## [EXTRAIT PROPOSÉ]
Contre leur camp
Incapables de lire sa situation sportive, cédant au défaitisme, aux intrigues et aux réflexes imbéciles, les dirigeants de l'AS Saint-Étienne ont joué (et perdu) contre leur club.
Auteur : Pierre Martini
le 3 Mars 2008
La crise hivernale de l'AS Saint-Étienne, sans avoir le potentiel médiatique de ses équivalents à Paris ou Marseille, a tout de même bien occupé le Landerneau. Elle avait quelques ingrédients de choix: l'incompétence suspectée de l'entraîneur (ah, son coaching à Lens, qui a transformé tout auditeur de RMC en expert de la chose tactique), la campagne menée par le présentateur de France 2 Foot (certifiant à ses téléspectateurs cette même incompétence), les petites phrases plus ou moins codées des uns et des autres (Roussey en clair après la défaite à Strasbourg), une réunion de crise (qui a permis d'apprendre que Bruno Gaccio, déjà défenseur de la thèse du coup de bol pour la victoire de 1998, était aussi un partisan du limogeage d'entraîneur en cas de panne de résultats) et une "lutte des clans" à peu près illisible.
Il faut dire que la coprésidence – un système unique qui présente l'avantage de laisser la faute échoir à l'autre, dans l'incapacité des observateurs extérieurs à démêler les responsabilités – s'est très bien prêté à l'agitation. En l'occurrence, pour analyser la situation en évitant de passer par la case "décryptage des intrigues de palais", rien ne sert de savoir qui a la palme de l'intrigue et qui celle de la bêtise... Le constat des résultats suffit.
Souviens-toi, l'été dernier
Dans un milieu aussi amnésique que celui du football, il peut sembler impensable de remonter le temps de quelques mois. C'est pourtant à l'intersaison que les dirigeants stéphanois ont assumé le net renouvellement de l'équipe – impliquant les départs de joueurs cadres, comme Hognon, Camara, Ilunga ou Sablé – en affichant fièrement leur projet: la construction d'une équipe autour de jeunes prometteurs, à échéance de plusieurs saisons, en privilégiant un football offensif de nature à satisfaire l'exigeant public de Geoffroy-Guichard. Laurent Roussey était l'homme idoine auquel étaient confiées les clés de ce programme.
L'objectif ne pouvait donc décemment pas être de court terme, puisqu'il s'agissait d'amener à maturité des joueurs prometteurs en les encadrant par des footballeurs d'expérience. Et il impliquait une prise de risque: avec des "espoirs", une certaine irrégularité était à craindre, voire des difficultés à gérer des situations délicates, sur le terrain ou en dehors. La saison stéphanoise a confirmé ces craintes: si Dabo ou Sall se sont épanouis, certains éléments ont patiné (Payet, Matuidi) ou déçu (Guarin, Gigliotti), d'autres ont peiné à confirmer (Gomis) ou à retrouver leur niveau théorique (Perrin). La faiblesse des résultats à l'extérieur étaye aussi la thèse d'un manque de maturité.

## [EXTRAITS DE DONNÉES]
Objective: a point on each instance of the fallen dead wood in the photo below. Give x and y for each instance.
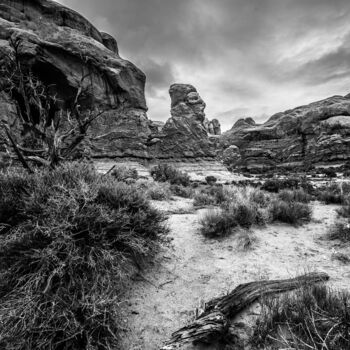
(213, 323)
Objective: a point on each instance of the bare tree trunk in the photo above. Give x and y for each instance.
(213, 323)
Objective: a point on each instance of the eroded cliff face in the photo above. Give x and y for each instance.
(66, 52)
(318, 133)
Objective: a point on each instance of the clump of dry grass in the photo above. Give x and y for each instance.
(168, 173)
(69, 239)
(217, 223)
(212, 195)
(296, 195)
(310, 318)
(340, 231)
(159, 191)
(293, 213)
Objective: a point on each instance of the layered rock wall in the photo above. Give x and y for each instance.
(318, 133)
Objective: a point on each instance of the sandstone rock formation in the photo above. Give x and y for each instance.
(318, 133)
(184, 135)
(66, 52)
(213, 127)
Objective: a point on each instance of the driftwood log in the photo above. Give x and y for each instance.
(213, 323)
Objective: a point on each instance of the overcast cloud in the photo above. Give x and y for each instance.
(245, 57)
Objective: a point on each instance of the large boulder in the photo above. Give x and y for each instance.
(318, 133)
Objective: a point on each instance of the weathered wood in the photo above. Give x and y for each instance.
(213, 323)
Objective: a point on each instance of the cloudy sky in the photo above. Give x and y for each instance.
(245, 57)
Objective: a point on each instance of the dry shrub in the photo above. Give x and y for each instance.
(124, 173)
(334, 193)
(155, 190)
(167, 173)
(290, 212)
(298, 195)
(213, 195)
(340, 231)
(217, 223)
(246, 240)
(181, 191)
(310, 318)
(69, 239)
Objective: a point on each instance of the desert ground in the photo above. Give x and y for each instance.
(192, 269)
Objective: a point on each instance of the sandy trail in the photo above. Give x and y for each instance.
(194, 269)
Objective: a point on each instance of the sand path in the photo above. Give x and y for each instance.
(194, 269)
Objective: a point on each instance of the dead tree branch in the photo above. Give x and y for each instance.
(214, 323)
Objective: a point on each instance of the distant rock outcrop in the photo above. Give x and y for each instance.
(318, 133)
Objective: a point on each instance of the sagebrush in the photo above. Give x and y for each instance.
(69, 239)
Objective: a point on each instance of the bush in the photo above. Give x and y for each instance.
(213, 195)
(330, 172)
(247, 214)
(294, 196)
(331, 194)
(181, 191)
(217, 223)
(263, 199)
(69, 239)
(340, 231)
(166, 172)
(158, 191)
(275, 185)
(211, 180)
(290, 212)
(310, 318)
(123, 173)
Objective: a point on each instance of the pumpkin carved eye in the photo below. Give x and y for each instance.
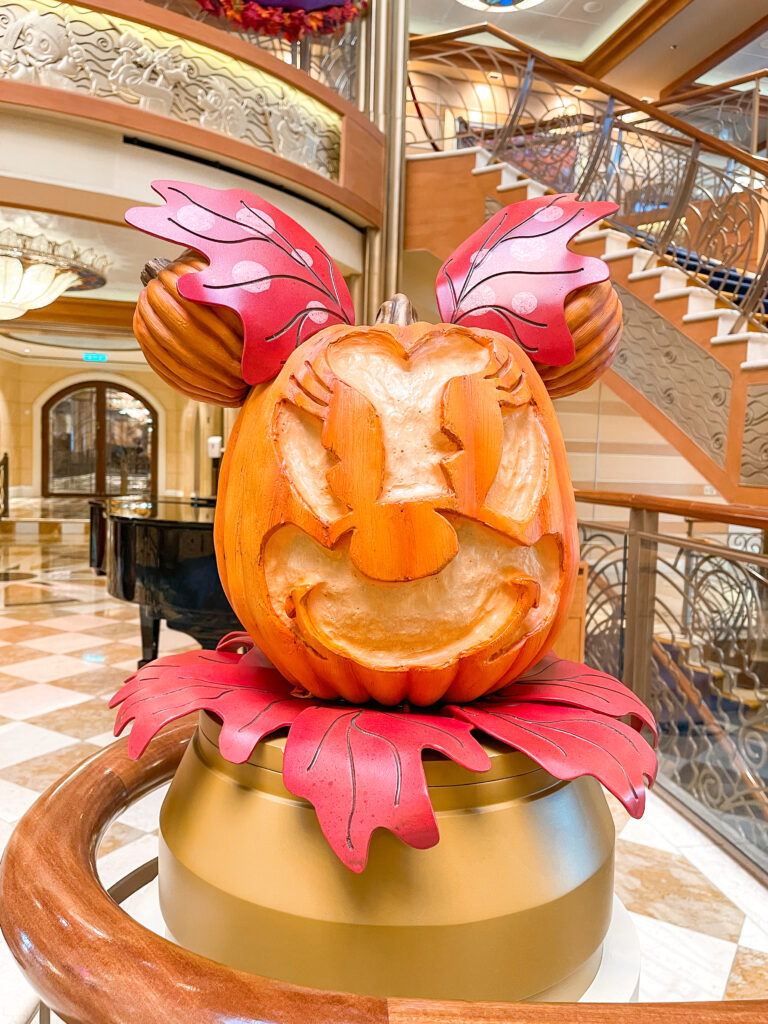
(414, 541)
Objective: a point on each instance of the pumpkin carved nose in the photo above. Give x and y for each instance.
(401, 541)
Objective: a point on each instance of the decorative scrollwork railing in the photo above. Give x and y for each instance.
(334, 60)
(683, 619)
(687, 198)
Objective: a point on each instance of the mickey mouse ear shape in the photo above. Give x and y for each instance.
(515, 272)
(261, 263)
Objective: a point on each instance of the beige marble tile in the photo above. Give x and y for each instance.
(117, 836)
(84, 721)
(19, 740)
(74, 624)
(38, 773)
(65, 643)
(37, 699)
(48, 668)
(749, 977)
(663, 885)
(30, 631)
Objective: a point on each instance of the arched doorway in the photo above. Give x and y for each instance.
(98, 438)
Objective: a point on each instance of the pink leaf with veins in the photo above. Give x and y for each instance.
(261, 263)
(569, 742)
(515, 272)
(554, 680)
(251, 700)
(361, 769)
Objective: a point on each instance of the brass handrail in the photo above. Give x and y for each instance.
(571, 74)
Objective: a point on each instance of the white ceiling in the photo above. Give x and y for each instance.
(567, 29)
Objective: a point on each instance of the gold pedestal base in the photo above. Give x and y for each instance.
(513, 901)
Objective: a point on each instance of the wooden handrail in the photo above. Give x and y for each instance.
(736, 515)
(702, 90)
(569, 73)
(95, 965)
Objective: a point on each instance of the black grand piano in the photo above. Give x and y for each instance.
(159, 554)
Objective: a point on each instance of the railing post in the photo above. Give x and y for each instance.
(514, 114)
(595, 159)
(640, 606)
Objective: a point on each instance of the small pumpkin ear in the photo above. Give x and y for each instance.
(514, 274)
(262, 264)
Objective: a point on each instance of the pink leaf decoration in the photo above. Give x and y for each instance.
(361, 770)
(250, 699)
(261, 263)
(553, 680)
(361, 767)
(515, 272)
(569, 742)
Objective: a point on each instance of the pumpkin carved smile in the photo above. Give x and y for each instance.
(411, 534)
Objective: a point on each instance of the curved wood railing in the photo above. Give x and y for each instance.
(94, 965)
(737, 515)
(423, 46)
(196, 89)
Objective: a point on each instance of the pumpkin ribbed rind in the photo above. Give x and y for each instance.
(197, 349)
(594, 318)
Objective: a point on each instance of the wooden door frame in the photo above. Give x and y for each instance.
(100, 388)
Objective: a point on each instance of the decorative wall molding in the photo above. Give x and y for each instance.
(72, 48)
(755, 445)
(686, 384)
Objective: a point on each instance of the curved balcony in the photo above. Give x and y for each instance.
(186, 86)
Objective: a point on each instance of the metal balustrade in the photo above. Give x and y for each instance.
(680, 613)
(693, 201)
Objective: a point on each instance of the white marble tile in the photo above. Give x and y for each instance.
(6, 827)
(45, 670)
(9, 624)
(754, 936)
(18, 999)
(144, 814)
(19, 741)
(103, 738)
(14, 801)
(171, 640)
(64, 643)
(740, 888)
(675, 828)
(28, 701)
(73, 624)
(120, 862)
(643, 832)
(679, 965)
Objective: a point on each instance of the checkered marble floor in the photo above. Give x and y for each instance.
(66, 646)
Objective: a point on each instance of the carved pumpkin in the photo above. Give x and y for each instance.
(395, 518)
(196, 348)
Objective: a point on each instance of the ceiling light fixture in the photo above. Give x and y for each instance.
(500, 6)
(35, 269)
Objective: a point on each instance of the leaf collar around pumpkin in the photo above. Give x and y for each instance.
(360, 767)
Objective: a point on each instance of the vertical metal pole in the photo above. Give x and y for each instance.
(387, 64)
(640, 607)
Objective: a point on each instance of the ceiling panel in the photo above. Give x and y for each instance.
(566, 29)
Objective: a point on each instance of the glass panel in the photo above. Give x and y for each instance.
(72, 443)
(129, 438)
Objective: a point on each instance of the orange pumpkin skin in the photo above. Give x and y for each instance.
(194, 347)
(594, 318)
(395, 518)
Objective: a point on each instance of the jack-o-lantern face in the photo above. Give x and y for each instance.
(395, 515)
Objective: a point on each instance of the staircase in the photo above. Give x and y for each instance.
(688, 248)
(682, 368)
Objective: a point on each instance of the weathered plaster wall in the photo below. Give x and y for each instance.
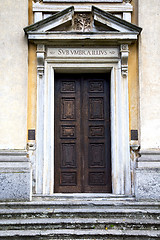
(13, 74)
(133, 77)
(149, 68)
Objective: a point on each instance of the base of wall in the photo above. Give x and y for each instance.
(147, 176)
(15, 177)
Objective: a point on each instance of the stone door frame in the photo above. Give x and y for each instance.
(120, 152)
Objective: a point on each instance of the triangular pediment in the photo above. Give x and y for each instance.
(70, 22)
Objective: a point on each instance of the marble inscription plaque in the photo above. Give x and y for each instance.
(111, 52)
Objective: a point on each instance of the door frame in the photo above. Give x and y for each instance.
(120, 151)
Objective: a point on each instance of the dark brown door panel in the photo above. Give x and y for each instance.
(82, 133)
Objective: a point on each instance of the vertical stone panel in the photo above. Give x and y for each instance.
(13, 74)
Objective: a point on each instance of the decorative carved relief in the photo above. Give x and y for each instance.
(124, 59)
(83, 22)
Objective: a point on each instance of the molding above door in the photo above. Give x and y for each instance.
(97, 25)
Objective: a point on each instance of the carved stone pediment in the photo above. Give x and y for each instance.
(65, 25)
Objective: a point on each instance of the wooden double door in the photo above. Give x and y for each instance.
(82, 133)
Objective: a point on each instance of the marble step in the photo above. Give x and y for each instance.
(79, 223)
(72, 203)
(79, 234)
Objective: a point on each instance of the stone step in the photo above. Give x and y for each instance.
(79, 223)
(79, 234)
(80, 204)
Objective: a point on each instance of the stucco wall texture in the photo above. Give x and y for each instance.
(149, 73)
(13, 74)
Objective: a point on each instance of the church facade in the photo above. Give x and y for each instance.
(80, 99)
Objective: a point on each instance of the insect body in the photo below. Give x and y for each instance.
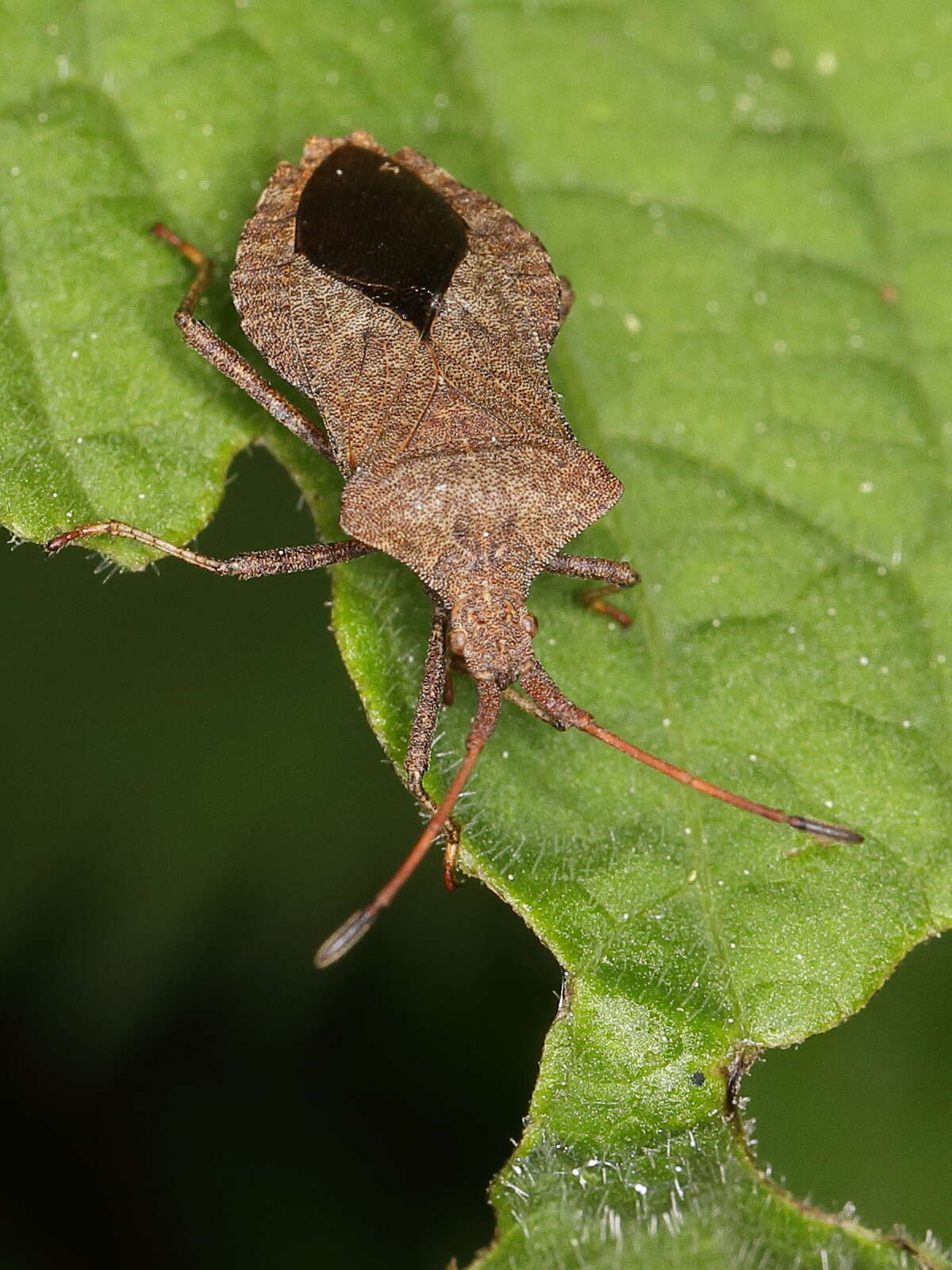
(418, 315)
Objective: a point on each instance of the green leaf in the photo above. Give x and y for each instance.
(754, 211)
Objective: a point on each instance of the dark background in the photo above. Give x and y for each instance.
(194, 800)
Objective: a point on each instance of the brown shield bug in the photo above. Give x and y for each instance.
(418, 315)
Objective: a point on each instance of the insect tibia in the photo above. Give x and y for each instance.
(346, 937)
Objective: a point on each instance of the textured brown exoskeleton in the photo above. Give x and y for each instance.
(418, 315)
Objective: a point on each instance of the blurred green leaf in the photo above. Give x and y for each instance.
(754, 213)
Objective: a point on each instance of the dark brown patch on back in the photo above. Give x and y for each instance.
(374, 224)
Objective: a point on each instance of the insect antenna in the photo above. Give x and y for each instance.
(545, 694)
(359, 922)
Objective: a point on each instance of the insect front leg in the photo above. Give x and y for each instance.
(230, 362)
(249, 564)
(433, 689)
(616, 573)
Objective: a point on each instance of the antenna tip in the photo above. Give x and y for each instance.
(344, 937)
(838, 832)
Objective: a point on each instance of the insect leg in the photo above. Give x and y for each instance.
(249, 564)
(616, 573)
(230, 362)
(424, 725)
(552, 702)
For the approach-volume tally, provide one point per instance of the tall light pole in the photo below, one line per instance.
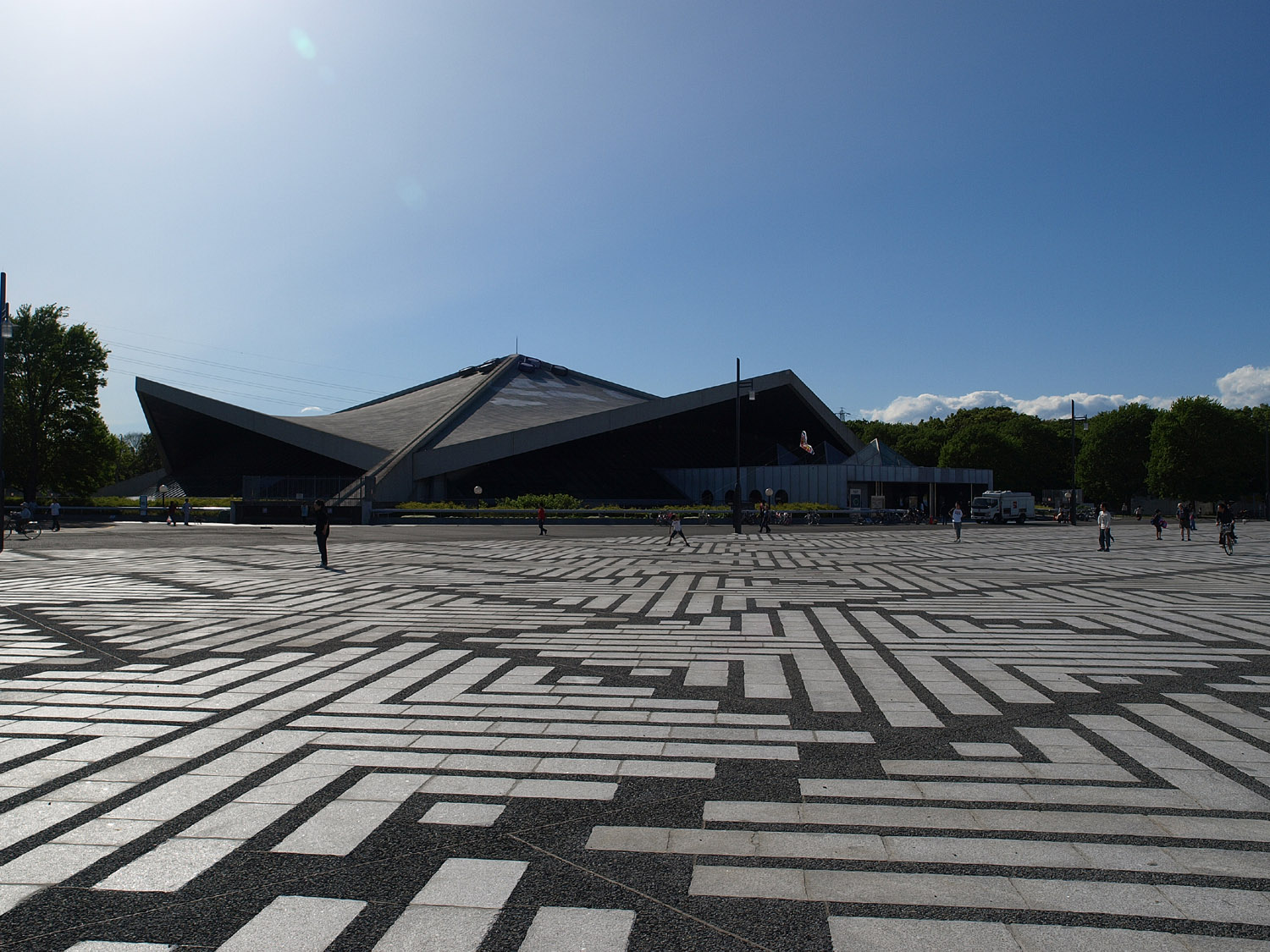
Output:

## [OBJECTIF]
Répondez aux questions suivantes à partir de l'article sur la crise de l'AS Saint-Étienne :
(a) Quel système de direction du club l'article qualifie-t-il d'« unique » ?
(b) Quels joueurs cadres ont quitté l'équipe à l'intersaison ?
(c) À qui étaient confiées les clés du programme bâti autour de jeunes prometteurs ?

## [CORRIGÉ]
(a) La coprésidence.
(b) Hognon, Camara, Ilunga et Sablé.
(c) À Laurent Roussey.